§ **Task directions**: Reproduce word for word the lines of the records below, beginning with the line that contains "grass in the photo above." and continuing through the end of the records, including both the first and the last line.

Dataset records on object locations:
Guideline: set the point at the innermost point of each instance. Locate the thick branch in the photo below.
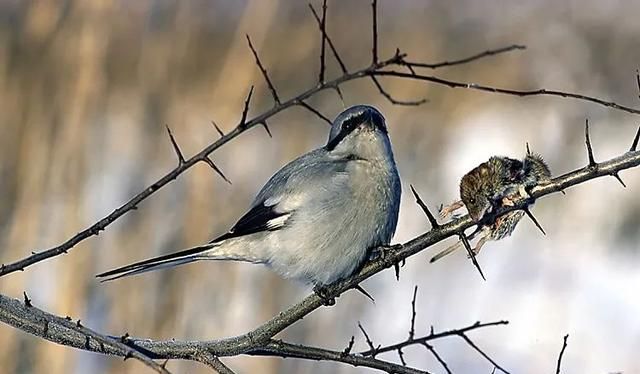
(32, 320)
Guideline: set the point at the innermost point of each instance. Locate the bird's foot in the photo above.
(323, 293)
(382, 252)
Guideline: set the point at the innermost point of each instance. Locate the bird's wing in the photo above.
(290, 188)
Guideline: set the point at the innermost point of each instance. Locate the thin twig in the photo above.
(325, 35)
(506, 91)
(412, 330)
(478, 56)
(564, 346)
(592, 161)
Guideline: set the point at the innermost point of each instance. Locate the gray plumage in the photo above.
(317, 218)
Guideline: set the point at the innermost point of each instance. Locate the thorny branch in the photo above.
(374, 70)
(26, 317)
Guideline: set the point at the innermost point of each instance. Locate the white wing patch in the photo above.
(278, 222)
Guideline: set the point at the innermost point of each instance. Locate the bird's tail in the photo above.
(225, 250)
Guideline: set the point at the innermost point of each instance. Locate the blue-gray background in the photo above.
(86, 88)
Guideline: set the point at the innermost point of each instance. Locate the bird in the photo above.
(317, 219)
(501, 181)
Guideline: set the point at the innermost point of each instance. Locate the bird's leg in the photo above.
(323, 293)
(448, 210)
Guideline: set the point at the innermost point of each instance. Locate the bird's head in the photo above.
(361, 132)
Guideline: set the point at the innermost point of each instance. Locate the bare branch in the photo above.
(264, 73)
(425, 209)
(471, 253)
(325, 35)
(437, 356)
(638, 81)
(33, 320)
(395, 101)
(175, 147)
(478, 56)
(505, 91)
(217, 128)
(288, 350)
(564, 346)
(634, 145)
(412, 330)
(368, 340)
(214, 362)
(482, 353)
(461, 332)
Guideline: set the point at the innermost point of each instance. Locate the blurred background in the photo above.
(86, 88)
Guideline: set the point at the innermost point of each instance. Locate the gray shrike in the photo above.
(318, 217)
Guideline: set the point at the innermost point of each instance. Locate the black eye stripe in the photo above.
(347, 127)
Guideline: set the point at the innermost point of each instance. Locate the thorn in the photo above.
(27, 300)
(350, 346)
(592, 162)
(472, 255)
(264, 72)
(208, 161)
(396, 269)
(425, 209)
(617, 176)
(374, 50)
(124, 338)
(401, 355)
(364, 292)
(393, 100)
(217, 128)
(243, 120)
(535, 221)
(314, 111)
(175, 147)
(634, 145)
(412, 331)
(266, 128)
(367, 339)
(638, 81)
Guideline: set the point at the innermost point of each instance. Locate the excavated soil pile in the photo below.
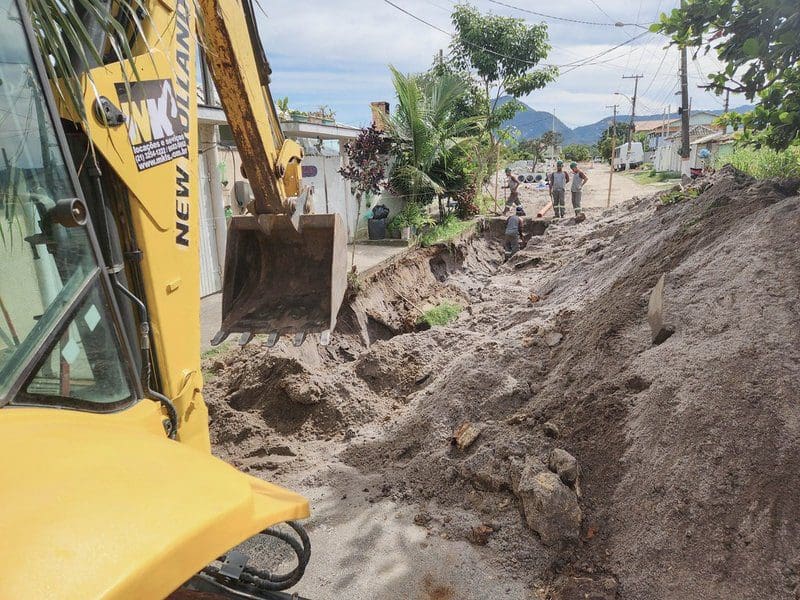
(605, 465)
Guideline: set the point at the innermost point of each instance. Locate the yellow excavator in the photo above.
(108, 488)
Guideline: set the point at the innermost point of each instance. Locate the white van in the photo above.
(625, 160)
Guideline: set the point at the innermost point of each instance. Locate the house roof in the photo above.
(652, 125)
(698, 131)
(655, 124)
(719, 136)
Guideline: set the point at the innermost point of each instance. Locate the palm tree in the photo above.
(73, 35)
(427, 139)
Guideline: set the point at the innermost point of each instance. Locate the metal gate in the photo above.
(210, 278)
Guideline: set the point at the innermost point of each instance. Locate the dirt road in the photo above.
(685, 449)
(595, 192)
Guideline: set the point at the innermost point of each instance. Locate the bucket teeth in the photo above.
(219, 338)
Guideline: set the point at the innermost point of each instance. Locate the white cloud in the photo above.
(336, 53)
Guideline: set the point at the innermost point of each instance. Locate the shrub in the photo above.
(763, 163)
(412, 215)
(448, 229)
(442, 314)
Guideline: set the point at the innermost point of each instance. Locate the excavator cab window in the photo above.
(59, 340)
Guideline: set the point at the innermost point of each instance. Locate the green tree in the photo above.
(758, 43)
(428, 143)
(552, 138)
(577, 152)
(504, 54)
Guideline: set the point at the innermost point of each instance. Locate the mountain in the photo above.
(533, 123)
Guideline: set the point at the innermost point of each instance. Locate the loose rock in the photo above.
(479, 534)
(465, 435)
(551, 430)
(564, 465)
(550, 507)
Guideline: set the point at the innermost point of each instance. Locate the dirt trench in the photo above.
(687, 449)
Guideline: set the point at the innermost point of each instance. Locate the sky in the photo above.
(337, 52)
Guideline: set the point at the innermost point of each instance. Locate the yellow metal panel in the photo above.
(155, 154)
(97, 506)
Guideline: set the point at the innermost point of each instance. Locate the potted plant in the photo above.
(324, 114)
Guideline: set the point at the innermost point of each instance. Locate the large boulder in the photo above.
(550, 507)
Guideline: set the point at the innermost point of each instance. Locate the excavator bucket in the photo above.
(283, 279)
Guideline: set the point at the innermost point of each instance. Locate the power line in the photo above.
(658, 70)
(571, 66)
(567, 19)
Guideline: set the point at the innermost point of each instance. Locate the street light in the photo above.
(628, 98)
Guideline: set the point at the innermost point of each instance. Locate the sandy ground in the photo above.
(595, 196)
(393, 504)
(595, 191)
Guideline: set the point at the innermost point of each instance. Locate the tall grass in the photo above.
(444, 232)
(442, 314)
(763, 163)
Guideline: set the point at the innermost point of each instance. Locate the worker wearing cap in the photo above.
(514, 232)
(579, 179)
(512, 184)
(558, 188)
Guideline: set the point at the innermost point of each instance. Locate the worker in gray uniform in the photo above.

§ **Written solution**:
Guideline: set the point at the innermost point of each instance. Locate the tall grass in the photo above.
(444, 232)
(442, 314)
(763, 163)
Guideline: set the point at the innermost point of each instance. Locate the worker wearing cap in the photo above.
(514, 232)
(579, 179)
(512, 184)
(558, 188)
Guideline: set the point at the innermost point of each instance. Locate the worker in gray uniform in the photo above.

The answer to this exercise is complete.